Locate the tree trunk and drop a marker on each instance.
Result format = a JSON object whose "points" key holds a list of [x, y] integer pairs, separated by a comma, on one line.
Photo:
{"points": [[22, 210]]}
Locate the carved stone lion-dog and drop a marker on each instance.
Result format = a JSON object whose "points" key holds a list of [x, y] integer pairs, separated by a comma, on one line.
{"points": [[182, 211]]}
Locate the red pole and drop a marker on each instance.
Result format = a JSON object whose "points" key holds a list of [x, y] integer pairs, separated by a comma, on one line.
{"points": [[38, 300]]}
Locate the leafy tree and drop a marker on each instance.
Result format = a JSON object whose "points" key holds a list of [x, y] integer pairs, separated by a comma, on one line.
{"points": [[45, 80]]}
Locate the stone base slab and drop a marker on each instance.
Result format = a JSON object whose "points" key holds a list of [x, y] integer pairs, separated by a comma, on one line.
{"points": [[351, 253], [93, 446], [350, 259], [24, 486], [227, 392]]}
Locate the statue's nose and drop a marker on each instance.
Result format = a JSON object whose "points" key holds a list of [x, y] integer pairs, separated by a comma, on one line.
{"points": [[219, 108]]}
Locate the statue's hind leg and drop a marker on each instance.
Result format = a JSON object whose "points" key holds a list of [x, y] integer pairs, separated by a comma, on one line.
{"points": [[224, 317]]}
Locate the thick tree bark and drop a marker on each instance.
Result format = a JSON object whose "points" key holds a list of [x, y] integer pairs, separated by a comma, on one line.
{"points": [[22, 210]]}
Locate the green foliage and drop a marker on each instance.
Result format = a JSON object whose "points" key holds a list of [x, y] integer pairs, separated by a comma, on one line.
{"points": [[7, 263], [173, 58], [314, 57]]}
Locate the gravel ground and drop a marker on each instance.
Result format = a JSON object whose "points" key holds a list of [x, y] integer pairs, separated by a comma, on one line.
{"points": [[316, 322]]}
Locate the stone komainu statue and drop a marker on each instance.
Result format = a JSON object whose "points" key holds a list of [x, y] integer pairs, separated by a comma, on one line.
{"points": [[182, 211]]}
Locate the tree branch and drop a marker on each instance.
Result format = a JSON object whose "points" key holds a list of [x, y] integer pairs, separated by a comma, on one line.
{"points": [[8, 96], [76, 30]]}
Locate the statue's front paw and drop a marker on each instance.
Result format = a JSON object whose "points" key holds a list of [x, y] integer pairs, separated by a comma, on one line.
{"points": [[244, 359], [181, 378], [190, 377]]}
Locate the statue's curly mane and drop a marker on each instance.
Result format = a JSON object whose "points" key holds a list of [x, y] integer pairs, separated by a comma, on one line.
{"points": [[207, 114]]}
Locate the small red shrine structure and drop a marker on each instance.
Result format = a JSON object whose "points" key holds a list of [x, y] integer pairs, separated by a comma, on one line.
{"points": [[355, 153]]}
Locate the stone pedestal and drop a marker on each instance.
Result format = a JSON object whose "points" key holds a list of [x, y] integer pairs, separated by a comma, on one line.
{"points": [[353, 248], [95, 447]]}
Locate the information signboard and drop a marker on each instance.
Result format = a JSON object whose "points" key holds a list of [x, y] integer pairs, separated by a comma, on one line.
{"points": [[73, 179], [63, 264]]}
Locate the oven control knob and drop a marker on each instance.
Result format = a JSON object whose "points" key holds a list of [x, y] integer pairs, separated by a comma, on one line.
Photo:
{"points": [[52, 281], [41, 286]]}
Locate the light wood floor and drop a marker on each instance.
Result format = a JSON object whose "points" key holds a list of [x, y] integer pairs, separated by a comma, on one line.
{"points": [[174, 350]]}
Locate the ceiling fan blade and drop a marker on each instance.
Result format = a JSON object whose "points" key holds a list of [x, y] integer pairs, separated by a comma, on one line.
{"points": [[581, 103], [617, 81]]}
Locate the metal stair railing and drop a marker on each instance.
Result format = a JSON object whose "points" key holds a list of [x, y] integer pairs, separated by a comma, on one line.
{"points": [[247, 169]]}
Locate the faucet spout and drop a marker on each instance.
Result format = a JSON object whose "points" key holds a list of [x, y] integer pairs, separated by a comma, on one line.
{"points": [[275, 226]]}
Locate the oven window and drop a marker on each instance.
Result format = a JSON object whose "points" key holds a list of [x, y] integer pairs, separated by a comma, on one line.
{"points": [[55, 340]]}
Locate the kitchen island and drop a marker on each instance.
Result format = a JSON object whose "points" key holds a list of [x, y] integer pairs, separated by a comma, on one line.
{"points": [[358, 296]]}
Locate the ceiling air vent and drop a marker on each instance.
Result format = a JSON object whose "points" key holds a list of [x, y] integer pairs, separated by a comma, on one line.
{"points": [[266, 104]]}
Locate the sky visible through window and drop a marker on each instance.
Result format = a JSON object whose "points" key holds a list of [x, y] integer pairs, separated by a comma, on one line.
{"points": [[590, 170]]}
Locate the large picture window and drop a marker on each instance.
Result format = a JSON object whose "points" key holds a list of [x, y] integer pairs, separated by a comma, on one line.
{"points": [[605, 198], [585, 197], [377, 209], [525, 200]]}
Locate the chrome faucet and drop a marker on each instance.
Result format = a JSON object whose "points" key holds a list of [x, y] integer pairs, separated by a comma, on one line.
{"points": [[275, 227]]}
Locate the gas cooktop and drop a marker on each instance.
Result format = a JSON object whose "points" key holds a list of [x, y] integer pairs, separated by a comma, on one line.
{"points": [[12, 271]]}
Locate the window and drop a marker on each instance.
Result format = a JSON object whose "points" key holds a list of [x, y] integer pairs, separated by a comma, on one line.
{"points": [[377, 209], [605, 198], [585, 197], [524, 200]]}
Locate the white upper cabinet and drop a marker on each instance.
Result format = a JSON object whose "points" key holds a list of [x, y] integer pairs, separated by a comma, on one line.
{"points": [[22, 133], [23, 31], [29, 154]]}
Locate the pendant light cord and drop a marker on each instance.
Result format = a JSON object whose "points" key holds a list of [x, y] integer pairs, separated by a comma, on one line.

### Aim of the task
Transcribe all of the entries without altering anything.

### Completed exercise
Locate the tree trunk and drop a marker on each instance.
Result format = a JSON object whose "points" key holds a list of [x, y] integer pairs, separated by a comma, on one line.
Photo:
{"points": [[22, 210]]}
Locate the carved stone lion-dog and drop a marker on each instance.
Result format = a JSON object whose "points" key holds a list of [x, y] integer pairs, separated by a comma, on one line.
{"points": [[182, 211]]}
Locate the red pole and drop a marker on each instance.
Result format = a JSON object whose "points" key holds a list of [x, y] integer pairs, separated by a comma, on one line.
{"points": [[38, 300]]}
Locate the leafy tree and drop a marker on each instance.
Result format = a JSON object whose "points" key holds a list of [x, y] integer pairs, separated by a comma, on one line.
{"points": [[45, 80]]}
Locate the stone base slab and drop a marker on each instance.
Result format = a JSON object whose "points" key holds a list of [x, y] integer pairs, separated by a comma, on one line.
{"points": [[351, 253], [93, 446], [350, 259], [24, 486], [227, 392]]}
Locate the statue's nose and drop a marker on each instance.
Result format = a JSON object whose "points" key holds a list of [x, y] integer pairs, separated by a comma, on one line.
{"points": [[219, 108]]}
Locate the statue's hind leg and drop a marker on each instance.
Result format = a JSON object whose "points" key holds a list of [x, y] integer pairs, separated by a comma, on one line.
{"points": [[224, 317]]}
Locate the thick tree bark and drop a marker on each instance.
Result format = a JSON object whose "points" key holds a list of [x, y] integer pairs, separated by a comma, on one line.
{"points": [[22, 210]]}
Locate the green foliage and drop a marker on each instance.
Result format = a JSON object whose "points" key holds a list of [x, y] integer pairs, separated by a comma, on one line.
{"points": [[7, 263], [173, 58], [314, 57]]}
Locate the gravel ground and drop a marker on each instance.
Result format = a JSON object whose "points" key holds a list of [x, y] integer pairs, separated by a comma, on one line.
{"points": [[316, 322]]}
Locate the stone komainu statue and drop a marker on each instance.
Result format = a JSON object whose "points" key holds a list of [x, y] integer pairs, separated by a comma, on one line.
{"points": [[182, 211]]}
Locate the tree branch and drop a marker on each instance.
Result format = a JSON object whose "points" key holds a list of [x, y] integer pairs, separated by a comma, on one line.
{"points": [[8, 96], [76, 30]]}
Locate the statue's front paw and drop a marker on each instance.
Result format = a JSON object whose "points" key holds a list of [x, y] integer pairs, separated by a comma, on one line.
{"points": [[244, 359], [181, 378], [190, 377]]}
Locate the statue's curly mane and drop a marker on each instance.
Result format = a JSON object whose "points" key holds a list of [x, y] integer pairs, separated by a comma, on one line.
{"points": [[207, 114]]}
Locate the small red shrine structure and drop a marker on each instance.
Result format = a JSON object whose "points" key holds a list of [x, y] integer pairs, separated by a comma, on one line.
{"points": [[355, 153]]}
Locate the stone pedestal and drop a marker on each instance.
Result format = a JSON object whose "points" key holds a list of [x, y] integer pairs, separated by a comma, on one line.
{"points": [[353, 248], [95, 447]]}
Locate the information signboard and drop a marker on each instance.
Result format = a JSON object whose "points" key holds a list of [x, y] integer pairs, separated by a comma, on one line.
{"points": [[73, 179], [63, 264]]}
Locate the oven control knob and drop a marker on each instance.
Result format = a JSON object whose "points" key holds a list of [x, y] integer pairs, separated by a comma, on one line.
Photo:
{"points": [[52, 281], [41, 286]]}
Locate the light wood floor and drop a marker on each instance.
Result format = a JSON object whose "points" key holds a list of [x, y] integer pairs, separated by a comma, on one line.
{"points": [[174, 350]]}
Locate the ceiling fan blade and drop a marker on each instance.
Result format = a JSON object whose "points" key holds a list of [x, y] integer pairs, separated by a comma, on one line.
{"points": [[581, 103], [617, 81]]}
Locate the metal stair railing and drop a marker on each instance.
Result format = a JSON object whose "points" key holds a list of [x, y] integer pairs, separated by a comma, on one line.
{"points": [[247, 169]]}
Locate the faucet spout and drop a marker on each instance.
Result format = a JSON object whose "points" key holds a list of [x, y] integer pairs, separated by a comma, on one line.
{"points": [[275, 226]]}
Locate the oven window and drop a marker on each instance.
Result format = a JSON object whose "points" key holds a list of [x, y] integer pairs, separated by a comma, on one line.
{"points": [[55, 340]]}
Locate the kitchen island and drop a marker on each instance.
Result format = a JSON object whose "points" key holds a list of [x, y] integer pairs, separated by a comma, on one line.
{"points": [[358, 296]]}
Locate the ceiling air vent and drop a marker on each instance.
Result format = a JSON object whose "points" key holds a list of [x, y] integer pairs, separated by a comma, on one line.
{"points": [[266, 104]]}
Locate the sky visible through window and drop a marker on each instance.
Result format = a JSON object whose "points" key holds a list of [x, y] integer pairs, separated by a comma, on one line.
{"points": [[590, 170]]}
Locate the large picture window and drop a marker on each instance.
Result format = a JSON object whose "points" key holds a list of [x, y] integer pairs, separated by a comma, on one line.
{"points": [[605, 198], [585, 197], [377, 209], [525, 200]]}
Locate the chrome faucet and drop a marker on each instance.
Result format = a JSON object whose "points" key holds a list of [x, y] integer pairs, separated by a comma, on one line.
{"points": [[275, 227]]}
Locate the gas cooktop and drop a marker on each instance.
Result format = a JSON object whose "points" key holds a list of [x, y] integer pairs, separated by a comma, on one line.
{"points": [[12, 271]]}
Locate the window and drop a marker on each instance.
Result format = a JSON object whose "points" key holds a list of [x, y] integer pairs, separated by a comma, on one line.
{"points": [[377, 209], [605, 198], [585, 197], [524, 200]]}
Locate the white upper cabinet and drop a marker on each instance.
Result format = a JSON object whose "points" key holds a list of [x, y] integer pairs, separated by a comma, on one line.
{"points": [[22, 133], [23, 31], [29, 154]]}
Locate the pendant light cord and drop a marker on each instance.
Result format = a JSON object whose "points" key holds a list of [x, y] integer pairs, separated by a comma, on one line.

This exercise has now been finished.